→ **Requirement 1**
According to the text on precision agriculture at dealerships, what share of dealers now offer variable-rate pesticide applications?

Variable-rate technology (VRT), where an informed approach is used to address inconsistency across fields, has correspondingly increased (Figure 2). From 2002-13 about half of dealers were offering VRT fertilizer applications, but this increased to 69% in 2015, to 81% in 2017, 88% in 2019 and now is at 89%. VRT seeding recommendations have made a huge jump in the last few years, from 24% in 2013 to 50% in 2015, 56% in 2017, 59% in 2019 and 69% of dealers now offering these services.

This dramatic increase in variable seeding recommendations likely follows changes in planter technology that enabled this, and also the explosion in data service providers, many of these part of agricultural retail companies. Only 27% of dealers indicate they now offer variable-rate pesticide applications, but similar to 2019 half of the dealers foresee they will be offering this in the near future — probably linked to new machine vision technology enabling weed recognition and targeting individual weeds.

In contrast to the data-intense technologies that underlie decision agriculture are a set of automated practices that do not depend on a field’s agronomic characteristics, only a field’s size and shape and where the machine has been. The economic benefits of reducing overlaps and skips, allowing drivers to work longer hours with less fatigue, and to work through dust, fog, and through the night have proven substantial for dealers as well as farmers. The use of guidance technologies by dealers for their custom pesticide and fertilizer applications indicates a maturing market, with 81% of dealers using autoguidance, 56% still using a lightbar, and 94% of those who offer precision services using guidance of any type.

GPS-guided boom section/nozzle controllers on sprayers are used at three-fourths of dealerships (Figure 3). Another guidance-related technology, sprayer turn compensation, is emerging with 31% adoption by dealers, but only up slightly compared to 2017 and 2019. Turn compensation adds value more subtly by helping to reduce over- and under-application rates vs. reducing doubling-up and skips. There are more dealers using telemetry to exchange information among applicators or to/from office locations, and more dealers using GPS fleet management for vehicle logistics and tracking the locations of vehicles.

→ **Requirement 2**
Rewrite the part of the listing below that runs from its first line through the line containing "(1021, 655)", replacing "Return value" with "Output" and keeping everything else the same.

(Some records)
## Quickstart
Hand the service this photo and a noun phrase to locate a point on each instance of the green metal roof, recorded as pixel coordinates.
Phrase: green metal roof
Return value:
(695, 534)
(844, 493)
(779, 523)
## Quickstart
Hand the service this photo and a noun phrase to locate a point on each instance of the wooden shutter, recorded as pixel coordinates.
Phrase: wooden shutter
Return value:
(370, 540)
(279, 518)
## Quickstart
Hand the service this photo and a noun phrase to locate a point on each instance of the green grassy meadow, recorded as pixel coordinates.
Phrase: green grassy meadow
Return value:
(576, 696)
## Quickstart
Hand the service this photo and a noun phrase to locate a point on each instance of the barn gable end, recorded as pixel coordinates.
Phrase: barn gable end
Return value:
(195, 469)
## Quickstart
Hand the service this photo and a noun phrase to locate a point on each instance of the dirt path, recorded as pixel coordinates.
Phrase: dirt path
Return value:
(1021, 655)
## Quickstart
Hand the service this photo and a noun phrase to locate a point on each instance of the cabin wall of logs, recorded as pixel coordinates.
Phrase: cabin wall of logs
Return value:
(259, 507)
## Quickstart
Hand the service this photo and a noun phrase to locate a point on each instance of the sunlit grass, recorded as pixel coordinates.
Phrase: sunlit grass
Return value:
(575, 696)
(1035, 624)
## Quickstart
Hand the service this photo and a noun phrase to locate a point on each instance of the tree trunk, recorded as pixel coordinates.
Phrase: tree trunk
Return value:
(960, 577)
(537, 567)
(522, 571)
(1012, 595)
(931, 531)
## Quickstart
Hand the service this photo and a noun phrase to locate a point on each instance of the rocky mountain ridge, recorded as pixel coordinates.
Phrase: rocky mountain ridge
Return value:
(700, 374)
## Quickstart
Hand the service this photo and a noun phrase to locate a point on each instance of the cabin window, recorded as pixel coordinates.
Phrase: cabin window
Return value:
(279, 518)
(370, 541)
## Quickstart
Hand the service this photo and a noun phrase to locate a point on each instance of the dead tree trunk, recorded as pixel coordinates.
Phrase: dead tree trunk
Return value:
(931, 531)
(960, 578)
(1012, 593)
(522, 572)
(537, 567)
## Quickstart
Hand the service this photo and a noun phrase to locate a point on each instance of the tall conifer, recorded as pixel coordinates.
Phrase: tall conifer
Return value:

→ **Exercise solution 1**
27% of dealers.

→ **Exercise solution 2**
## Quickstart
Hand the service this photo and a noun phrase to locate a point on each instance of the green metal roof, recorded as pixel coordinates.
Phrase: green metal roof
Output:
(695, 534)
(844, 493)
(779, 523)
## Quickstart
Hand the service this photo and a noun phrase to locate a point on each instance of the wooden shutter, recorded as pixel coordinates.
Phrase: wooden shutter
Output:
(370, 540)
(279, 518)
## Quickstart
Hand the service this photo and a noun phrase to locate a point on each instance of the green grassy meadow, recorded as pixel coordinates.
Phrase: green grassy meadow
Output:
(576, 696)
## Quickstart
Hand the service this photo and a noun phrase to locate a point on each instance of the barn gable end, recorded as pixel coordinates.
Phrase: barn gable end
Output:
(195, 469)
## Quickstart
Hand the service this photo and a noun phrase to locate a point on each instance of the dirt path, recorded as pixel coordinates.
Phrase: dirt path
Output:
(1021, 655)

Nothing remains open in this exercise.